PAGE:
╔══

In a major departure from his Inspector Kurt Wallender series, Henning Mankell takes us to four continents in this thriller–Europe, Asia, Africa, and North America.  So skillfully does he write, it seems as if Mankell has actually been to all of the above places at the times the events he’s writing about occur, although that’s obviously impossible; the first Chinese segment and the North American segment take place three quarters of a century before Mankell was born.

The Man from Beijing begins with the massacre of eighteen elderly people and one child in a tiny village in Sweden.  A photographer is the first person to happen on the scene.  Frightened and stunned he drives off and crashes his car, but before he dies he manages to impart the news of the killings.  The police arrive in the village, of course, and they and everyone in the country are appalled and bewildered by the carnage. Who and why are the questions on everyone’s lips.

Birgitta Roslin is a judge in a city far from Hesjovallen where the killings took place.  Although she, like everyone else, is horrified when she hears about the murders, she would seem to have no personal ties to the village.  But the next day, when she reads the names of the victims, she is reminded that her late mother had lived in Hesjovallen and realizes that two of the people killed were her mother’s foster parents.  She contacts the police and makes a visit to the town, scarcely aware of why she is doing so.

Once there, Roslin gets a cool reception from the local police who are overwhelmed investigating the biggest bloodbath in modern Sweden. At night in a nearby hotel, unable to sleep, Roslin breaks into the cottage where her mother lived and takes a diary from one of the drawers.  The diary was written by a man she assumes to be a relative of the Andren family who took her mother in.  “JA” had emigrated to the United States from Sweden in the 1860s and had become a foreman for one of the railroad companies engaged in building the tracks for the trains that crossed the continent.  His diary shows JA to be a tough, brutal overseer, bigoted against the freed slaves, American Indians, Irish immigrants, and Chinese indentured servants who are laying the tracks.  And it’s the Chinese/Swedish connection that forms the plot of The Man from Beijing.

╚══

SET PROBLEM 1: For each statement about the review of The Man from Beijing, state whether it agrees with the review, answering yes or no and quoting the deciding words: (a) the massacre victims were eighteen elderly people and one child; (b) Birgitta Roslin is a police officer; (c) JA emigrated to the United States in the 1860s.
SET PROBLEM 2: Carry on the review of The Man from Beijing, starting after its last sentence.
The data that come next are separate material and are not part of the review.

(Extracted data entries)
╔══

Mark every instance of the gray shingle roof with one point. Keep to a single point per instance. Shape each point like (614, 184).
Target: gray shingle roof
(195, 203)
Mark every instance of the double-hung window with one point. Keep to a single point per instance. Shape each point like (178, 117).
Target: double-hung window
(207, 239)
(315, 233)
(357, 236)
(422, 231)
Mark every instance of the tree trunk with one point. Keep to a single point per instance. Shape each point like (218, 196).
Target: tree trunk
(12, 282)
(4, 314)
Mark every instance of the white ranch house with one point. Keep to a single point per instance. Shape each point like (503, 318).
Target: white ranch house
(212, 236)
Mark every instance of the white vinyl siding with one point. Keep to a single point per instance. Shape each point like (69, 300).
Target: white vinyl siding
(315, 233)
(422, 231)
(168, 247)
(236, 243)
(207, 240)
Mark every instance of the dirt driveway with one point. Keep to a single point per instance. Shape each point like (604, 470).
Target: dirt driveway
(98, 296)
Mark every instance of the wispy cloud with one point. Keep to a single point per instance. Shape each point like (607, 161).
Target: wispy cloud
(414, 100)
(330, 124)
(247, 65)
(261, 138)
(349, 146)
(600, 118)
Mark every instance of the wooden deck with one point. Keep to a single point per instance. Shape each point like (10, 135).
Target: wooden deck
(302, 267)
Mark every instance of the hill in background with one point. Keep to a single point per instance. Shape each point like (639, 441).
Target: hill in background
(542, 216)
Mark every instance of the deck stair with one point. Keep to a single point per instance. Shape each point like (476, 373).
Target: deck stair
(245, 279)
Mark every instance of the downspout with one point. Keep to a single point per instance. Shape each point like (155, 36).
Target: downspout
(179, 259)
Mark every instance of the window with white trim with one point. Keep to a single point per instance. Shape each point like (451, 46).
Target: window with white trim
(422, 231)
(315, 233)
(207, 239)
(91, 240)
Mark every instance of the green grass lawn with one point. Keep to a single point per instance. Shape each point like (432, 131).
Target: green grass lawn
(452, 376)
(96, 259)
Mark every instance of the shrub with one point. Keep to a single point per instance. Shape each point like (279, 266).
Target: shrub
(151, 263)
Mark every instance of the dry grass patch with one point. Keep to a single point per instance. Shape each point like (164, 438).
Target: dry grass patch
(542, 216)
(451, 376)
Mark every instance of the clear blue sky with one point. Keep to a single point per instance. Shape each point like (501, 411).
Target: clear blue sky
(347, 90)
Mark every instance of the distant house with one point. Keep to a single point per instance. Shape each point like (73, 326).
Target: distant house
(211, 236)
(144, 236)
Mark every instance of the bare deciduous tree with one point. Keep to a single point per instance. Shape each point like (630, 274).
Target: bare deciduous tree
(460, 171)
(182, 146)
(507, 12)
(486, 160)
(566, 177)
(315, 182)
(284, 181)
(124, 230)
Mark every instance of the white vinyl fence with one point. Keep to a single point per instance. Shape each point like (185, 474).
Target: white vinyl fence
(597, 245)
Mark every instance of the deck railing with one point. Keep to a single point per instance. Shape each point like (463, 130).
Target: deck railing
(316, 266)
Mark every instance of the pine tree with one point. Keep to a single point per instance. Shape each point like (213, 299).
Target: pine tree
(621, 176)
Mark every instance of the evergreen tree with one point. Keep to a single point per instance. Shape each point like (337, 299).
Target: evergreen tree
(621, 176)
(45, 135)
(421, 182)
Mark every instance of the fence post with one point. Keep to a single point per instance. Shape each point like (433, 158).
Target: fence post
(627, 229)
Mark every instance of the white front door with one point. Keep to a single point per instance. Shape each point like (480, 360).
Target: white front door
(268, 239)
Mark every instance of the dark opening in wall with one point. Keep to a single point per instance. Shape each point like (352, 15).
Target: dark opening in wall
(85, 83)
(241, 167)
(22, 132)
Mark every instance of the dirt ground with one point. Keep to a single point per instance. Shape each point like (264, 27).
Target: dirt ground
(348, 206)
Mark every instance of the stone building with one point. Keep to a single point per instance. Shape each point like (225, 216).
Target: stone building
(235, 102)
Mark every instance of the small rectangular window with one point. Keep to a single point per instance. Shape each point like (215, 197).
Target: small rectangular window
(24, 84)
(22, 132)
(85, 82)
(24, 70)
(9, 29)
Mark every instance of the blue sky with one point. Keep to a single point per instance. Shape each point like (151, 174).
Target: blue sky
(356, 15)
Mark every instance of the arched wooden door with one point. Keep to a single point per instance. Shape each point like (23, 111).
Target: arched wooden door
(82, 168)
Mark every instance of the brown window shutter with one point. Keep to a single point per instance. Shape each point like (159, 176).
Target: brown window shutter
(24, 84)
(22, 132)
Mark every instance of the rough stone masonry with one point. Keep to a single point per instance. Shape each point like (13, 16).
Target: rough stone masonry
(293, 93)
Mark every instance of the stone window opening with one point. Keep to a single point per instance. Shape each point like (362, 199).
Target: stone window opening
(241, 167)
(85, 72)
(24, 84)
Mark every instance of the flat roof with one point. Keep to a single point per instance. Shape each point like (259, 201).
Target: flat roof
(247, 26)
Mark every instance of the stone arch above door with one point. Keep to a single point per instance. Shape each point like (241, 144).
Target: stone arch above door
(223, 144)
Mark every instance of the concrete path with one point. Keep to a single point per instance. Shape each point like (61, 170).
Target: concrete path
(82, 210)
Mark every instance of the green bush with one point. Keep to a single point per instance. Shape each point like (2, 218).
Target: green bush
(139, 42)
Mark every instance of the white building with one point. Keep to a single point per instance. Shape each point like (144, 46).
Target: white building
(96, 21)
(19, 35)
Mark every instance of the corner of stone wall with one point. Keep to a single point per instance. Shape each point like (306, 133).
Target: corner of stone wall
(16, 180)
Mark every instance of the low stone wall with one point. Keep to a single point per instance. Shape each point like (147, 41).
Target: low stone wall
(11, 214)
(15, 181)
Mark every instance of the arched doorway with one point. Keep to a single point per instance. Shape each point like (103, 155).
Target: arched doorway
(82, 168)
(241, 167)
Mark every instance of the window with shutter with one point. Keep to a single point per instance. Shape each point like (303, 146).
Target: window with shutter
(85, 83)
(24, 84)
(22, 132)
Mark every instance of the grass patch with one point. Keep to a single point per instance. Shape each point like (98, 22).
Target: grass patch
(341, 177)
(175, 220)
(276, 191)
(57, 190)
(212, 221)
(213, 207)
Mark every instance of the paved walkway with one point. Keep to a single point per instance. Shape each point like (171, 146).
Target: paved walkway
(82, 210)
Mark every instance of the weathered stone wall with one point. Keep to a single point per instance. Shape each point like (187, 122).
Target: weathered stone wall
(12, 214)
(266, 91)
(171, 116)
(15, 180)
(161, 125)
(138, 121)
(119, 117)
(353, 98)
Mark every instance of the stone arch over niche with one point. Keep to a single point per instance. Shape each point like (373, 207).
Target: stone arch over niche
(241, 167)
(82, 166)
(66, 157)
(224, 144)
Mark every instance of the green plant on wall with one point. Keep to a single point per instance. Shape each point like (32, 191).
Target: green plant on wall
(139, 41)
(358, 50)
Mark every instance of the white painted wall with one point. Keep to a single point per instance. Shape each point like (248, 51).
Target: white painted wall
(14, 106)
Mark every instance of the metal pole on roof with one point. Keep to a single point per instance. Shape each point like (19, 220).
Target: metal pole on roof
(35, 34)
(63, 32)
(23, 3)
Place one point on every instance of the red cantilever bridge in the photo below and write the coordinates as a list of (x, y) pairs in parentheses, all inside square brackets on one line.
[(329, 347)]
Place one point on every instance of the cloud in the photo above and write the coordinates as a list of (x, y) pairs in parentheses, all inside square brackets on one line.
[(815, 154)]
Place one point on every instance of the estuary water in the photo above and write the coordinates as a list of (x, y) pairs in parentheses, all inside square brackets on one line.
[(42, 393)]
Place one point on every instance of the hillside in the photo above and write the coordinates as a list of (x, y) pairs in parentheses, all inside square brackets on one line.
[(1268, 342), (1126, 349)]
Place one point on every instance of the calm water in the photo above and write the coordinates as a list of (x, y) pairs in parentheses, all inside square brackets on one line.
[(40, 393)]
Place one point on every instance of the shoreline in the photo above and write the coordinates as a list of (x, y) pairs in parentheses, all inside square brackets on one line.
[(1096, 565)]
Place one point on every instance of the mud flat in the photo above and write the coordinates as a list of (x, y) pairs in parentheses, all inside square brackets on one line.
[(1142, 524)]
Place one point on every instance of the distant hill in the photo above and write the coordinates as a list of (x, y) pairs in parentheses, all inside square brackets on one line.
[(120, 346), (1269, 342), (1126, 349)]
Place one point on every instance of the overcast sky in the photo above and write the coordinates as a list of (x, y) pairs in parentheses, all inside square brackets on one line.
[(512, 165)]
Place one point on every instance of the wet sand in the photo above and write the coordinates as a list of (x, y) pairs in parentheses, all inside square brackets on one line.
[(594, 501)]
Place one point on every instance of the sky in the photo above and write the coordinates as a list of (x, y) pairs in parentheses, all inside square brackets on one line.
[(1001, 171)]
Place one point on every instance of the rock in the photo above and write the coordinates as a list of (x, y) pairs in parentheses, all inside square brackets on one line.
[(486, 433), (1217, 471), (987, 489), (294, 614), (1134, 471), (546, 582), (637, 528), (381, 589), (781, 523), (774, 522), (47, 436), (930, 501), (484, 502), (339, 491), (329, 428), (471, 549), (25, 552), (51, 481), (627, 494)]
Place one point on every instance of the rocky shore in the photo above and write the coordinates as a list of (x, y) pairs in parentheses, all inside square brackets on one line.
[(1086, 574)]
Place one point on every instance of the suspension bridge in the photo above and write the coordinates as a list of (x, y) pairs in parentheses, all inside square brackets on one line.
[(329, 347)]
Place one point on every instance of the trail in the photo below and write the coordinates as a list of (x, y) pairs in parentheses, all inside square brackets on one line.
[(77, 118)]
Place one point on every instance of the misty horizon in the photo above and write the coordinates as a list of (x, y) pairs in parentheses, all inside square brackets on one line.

╚══

EXERCISE RESPONSE 1:
(a) Yes: "the massacre of eighteen elderly people and one child"
(b) No: "Birgitta Roslin is a judge in a city far from Hesjovallen"
(c) Yes: "had emigrated to the United States from Sweden in the 1860s"

EXERCISE RESPONSE 2:
In each section of the book, whether it takes place in Sweden, the United States, China, or Mozambique, Mankell makes the reader feel what it’s like to be there. It takes a while for the connections between these various points to appear, and I must confess that not everything is made clear.

I do have some “nitpicking” with this novel.  The reader can understand the motive for the crimes, but I didn’t find the motive as convincing as I would have liked.  I also felt that Birgitta Roslin was a bit too naive, too passive for a woman with her life experiences.  SPOILER ALERT: And I thought the way her life was saved was not believable.

These caveats aside, The Man from Beijing is a page-turner in the best sense.  It has a terrific plot, believable characters, and a sense that many of the political beliefs that Roslin and other characters have come straight from Mankell’s heart.  Like every other book by this author, it’s a mystery worthy of your time.